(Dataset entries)
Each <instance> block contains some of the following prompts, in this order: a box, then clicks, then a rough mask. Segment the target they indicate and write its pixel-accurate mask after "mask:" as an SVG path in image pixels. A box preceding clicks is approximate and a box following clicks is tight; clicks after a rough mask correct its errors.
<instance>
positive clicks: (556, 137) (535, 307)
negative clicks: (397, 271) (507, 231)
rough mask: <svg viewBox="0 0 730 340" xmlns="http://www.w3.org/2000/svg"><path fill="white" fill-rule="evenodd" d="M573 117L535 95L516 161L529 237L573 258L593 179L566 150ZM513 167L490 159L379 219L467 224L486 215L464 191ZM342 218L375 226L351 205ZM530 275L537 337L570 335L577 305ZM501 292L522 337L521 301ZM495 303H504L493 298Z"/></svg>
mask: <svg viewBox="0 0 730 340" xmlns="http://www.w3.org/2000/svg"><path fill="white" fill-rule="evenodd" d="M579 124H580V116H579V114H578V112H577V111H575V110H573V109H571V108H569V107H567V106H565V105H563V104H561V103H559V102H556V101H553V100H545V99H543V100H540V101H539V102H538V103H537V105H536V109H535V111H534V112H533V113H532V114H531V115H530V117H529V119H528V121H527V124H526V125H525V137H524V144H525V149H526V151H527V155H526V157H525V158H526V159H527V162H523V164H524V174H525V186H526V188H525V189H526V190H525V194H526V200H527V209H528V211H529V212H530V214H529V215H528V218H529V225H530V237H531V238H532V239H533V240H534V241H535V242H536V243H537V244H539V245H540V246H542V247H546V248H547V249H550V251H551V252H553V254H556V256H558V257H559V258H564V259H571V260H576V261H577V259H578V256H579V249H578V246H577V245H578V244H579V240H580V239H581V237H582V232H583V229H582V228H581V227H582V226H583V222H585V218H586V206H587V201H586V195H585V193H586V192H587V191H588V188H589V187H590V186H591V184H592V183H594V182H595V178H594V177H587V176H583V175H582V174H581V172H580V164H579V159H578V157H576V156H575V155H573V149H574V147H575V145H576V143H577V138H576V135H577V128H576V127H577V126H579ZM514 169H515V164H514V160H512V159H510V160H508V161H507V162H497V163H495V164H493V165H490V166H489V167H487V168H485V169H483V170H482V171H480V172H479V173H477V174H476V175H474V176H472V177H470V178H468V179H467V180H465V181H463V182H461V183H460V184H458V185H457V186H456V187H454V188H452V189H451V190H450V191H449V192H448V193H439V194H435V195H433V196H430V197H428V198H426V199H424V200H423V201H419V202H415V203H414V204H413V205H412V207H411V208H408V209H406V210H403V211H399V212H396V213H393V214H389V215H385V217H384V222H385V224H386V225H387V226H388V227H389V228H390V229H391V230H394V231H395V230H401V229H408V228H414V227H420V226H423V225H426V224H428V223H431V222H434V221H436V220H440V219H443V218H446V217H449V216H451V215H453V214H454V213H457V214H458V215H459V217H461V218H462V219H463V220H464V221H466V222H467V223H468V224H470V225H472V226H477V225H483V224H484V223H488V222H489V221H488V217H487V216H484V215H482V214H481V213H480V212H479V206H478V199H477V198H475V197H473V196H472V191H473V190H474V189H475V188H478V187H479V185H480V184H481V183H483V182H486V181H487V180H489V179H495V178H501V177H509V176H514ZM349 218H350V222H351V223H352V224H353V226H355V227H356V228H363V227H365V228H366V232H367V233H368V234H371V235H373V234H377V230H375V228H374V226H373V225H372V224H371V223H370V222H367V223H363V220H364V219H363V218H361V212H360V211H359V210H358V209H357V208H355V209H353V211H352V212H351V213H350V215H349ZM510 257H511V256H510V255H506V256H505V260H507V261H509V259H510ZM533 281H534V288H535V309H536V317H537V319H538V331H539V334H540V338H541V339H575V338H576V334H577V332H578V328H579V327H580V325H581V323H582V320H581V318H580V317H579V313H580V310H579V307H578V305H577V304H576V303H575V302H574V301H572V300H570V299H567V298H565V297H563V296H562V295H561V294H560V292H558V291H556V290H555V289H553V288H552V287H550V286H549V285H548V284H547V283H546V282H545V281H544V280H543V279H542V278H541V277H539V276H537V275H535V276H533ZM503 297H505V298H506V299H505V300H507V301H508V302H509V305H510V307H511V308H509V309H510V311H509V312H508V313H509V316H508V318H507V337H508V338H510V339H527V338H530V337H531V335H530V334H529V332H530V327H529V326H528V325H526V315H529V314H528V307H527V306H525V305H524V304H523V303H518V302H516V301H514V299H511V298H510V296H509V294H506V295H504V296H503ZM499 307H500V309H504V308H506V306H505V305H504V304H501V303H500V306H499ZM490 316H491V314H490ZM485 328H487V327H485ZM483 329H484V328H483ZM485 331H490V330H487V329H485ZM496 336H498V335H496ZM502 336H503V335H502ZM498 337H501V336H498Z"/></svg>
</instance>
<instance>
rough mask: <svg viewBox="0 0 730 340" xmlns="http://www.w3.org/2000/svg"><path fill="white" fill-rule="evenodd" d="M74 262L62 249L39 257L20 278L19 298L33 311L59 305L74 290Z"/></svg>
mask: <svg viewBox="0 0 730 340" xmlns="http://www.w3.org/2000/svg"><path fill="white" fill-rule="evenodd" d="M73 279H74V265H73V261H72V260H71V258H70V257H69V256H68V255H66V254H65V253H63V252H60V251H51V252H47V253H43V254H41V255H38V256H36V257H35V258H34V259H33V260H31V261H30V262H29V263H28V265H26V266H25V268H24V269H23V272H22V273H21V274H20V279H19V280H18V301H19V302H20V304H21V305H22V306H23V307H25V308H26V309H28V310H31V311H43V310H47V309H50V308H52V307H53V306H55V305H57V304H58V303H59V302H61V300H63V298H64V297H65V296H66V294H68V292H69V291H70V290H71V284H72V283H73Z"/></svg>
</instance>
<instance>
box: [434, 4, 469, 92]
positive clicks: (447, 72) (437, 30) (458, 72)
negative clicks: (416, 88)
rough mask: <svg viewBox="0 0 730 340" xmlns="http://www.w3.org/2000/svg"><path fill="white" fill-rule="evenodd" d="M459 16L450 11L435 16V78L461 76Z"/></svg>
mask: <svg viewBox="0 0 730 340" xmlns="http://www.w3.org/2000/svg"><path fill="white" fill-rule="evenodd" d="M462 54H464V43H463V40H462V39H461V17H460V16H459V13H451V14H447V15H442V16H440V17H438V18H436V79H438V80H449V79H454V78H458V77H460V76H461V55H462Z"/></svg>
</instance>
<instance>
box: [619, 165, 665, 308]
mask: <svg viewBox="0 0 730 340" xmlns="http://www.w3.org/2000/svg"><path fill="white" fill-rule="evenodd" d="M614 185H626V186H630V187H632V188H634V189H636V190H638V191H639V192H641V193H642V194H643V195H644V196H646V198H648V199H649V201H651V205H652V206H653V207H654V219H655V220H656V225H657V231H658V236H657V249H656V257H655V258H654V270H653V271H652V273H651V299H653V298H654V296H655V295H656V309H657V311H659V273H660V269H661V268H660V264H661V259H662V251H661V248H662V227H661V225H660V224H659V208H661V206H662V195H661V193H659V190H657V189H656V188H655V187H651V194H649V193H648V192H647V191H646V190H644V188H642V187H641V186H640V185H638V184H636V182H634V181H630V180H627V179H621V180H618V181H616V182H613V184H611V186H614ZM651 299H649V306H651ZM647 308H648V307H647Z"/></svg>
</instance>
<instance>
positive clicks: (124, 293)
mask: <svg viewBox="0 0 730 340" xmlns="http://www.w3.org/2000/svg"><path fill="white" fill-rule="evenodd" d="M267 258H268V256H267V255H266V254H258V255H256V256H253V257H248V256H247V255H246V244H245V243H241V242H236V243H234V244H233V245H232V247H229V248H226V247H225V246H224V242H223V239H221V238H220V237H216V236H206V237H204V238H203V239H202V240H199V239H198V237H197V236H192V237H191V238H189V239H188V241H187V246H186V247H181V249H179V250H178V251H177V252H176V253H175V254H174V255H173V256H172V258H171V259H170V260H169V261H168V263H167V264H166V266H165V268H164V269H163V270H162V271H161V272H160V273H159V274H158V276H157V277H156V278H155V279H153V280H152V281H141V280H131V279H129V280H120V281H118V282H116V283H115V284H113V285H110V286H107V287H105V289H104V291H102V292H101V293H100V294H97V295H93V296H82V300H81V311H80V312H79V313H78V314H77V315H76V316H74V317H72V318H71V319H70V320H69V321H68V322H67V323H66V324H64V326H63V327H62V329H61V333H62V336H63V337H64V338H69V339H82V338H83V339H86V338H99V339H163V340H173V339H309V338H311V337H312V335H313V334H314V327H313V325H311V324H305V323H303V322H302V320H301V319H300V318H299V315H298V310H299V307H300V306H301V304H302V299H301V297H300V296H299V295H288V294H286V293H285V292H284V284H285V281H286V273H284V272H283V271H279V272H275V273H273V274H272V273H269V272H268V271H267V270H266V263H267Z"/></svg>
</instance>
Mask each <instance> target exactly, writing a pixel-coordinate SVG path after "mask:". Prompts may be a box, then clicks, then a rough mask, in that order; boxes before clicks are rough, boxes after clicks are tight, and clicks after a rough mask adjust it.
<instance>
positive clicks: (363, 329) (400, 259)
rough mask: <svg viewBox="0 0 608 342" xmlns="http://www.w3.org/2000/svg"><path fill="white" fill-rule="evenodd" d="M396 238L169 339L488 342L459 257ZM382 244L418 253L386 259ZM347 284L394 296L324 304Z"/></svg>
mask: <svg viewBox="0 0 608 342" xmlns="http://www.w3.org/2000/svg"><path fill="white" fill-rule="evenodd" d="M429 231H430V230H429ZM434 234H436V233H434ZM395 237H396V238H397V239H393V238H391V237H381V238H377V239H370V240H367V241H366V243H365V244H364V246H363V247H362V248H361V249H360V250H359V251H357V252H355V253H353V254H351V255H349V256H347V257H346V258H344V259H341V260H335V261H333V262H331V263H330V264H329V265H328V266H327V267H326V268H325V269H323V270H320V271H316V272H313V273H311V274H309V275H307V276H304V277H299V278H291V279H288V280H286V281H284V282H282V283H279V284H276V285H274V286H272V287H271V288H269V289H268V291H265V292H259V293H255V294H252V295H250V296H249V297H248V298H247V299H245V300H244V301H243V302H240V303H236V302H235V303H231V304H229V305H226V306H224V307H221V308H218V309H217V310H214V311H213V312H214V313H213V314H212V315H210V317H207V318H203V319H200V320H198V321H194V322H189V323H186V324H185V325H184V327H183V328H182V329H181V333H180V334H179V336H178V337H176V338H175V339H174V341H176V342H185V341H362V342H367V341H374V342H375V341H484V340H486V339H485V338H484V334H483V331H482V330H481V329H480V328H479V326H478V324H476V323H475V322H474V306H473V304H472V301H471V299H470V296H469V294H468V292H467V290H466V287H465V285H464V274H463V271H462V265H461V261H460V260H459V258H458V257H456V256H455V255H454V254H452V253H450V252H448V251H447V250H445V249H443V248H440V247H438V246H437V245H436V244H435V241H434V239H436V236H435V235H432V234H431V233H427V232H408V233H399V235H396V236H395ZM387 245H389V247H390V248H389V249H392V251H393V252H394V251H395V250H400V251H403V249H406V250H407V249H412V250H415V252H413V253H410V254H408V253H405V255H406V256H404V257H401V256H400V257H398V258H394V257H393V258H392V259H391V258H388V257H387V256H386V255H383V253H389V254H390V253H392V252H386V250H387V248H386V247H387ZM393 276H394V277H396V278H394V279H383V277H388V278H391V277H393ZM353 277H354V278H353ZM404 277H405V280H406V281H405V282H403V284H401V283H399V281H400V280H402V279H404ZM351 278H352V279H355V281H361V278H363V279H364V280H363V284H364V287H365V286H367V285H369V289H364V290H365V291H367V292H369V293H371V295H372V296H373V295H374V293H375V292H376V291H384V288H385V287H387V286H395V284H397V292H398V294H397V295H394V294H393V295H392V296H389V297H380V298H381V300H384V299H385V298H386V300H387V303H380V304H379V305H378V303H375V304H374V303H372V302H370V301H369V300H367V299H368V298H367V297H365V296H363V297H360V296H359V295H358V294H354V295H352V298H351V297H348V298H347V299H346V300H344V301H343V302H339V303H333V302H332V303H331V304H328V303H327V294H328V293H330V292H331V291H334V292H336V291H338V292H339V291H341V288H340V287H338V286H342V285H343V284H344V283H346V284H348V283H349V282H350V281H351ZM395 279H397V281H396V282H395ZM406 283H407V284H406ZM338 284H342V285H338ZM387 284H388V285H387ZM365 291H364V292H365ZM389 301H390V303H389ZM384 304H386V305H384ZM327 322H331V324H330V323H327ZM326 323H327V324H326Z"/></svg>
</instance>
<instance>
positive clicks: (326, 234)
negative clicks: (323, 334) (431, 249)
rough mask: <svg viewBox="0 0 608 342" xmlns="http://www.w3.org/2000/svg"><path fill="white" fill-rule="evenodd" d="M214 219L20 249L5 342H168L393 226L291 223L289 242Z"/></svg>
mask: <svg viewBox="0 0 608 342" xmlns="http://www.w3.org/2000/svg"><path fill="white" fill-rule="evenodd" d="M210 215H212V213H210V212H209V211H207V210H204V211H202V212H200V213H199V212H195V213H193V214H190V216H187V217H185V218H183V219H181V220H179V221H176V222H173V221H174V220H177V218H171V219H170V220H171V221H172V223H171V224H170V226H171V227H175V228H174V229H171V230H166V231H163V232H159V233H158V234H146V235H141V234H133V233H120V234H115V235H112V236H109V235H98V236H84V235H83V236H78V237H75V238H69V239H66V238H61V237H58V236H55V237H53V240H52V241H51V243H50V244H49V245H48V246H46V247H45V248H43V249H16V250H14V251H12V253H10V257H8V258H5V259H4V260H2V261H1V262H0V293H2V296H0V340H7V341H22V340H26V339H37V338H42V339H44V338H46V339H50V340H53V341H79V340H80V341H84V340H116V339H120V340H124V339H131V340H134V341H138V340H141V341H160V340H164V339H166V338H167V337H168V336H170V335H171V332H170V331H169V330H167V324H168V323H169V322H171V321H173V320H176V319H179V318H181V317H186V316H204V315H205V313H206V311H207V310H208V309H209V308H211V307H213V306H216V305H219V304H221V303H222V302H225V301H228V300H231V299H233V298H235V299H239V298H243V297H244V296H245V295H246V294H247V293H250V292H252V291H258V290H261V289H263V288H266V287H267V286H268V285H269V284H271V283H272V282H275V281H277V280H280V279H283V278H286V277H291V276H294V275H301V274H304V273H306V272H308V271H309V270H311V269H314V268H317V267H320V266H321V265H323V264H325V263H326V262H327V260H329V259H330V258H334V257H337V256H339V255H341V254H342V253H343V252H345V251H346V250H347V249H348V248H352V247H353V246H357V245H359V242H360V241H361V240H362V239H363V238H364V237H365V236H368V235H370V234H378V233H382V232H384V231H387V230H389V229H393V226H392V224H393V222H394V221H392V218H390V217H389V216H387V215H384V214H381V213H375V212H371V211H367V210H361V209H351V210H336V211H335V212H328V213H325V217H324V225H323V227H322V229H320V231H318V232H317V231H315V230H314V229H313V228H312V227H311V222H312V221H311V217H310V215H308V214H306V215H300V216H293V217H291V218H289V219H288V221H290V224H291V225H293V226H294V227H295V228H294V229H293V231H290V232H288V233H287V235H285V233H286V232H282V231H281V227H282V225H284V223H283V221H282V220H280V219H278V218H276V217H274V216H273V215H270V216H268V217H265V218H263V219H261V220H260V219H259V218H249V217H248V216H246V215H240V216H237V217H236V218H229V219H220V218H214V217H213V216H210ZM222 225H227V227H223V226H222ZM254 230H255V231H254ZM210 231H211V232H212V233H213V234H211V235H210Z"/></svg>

[TASK TO CARRY OUT]: Return, please, the lines of the data from the first through the line containing "negative clicks: (397, 271) (507, 231)", both kept, exactly as they stand and nothing more.

[TASK RESULT]:
Each <instance> block contains some of the following prompts, in this order: a box, then clicks, then a rough mask. Segment the target they indicate and write its pixel-accurate mask after "mask:" as an SVG path in image pixels. A box preceding clicks is approximate and a box following clicks is tight; clicks after a rough mask correct its errors.
<instance>
positive clicks: (556, 137) (535, 307)
negative clicks: (397, 271) (507, 231)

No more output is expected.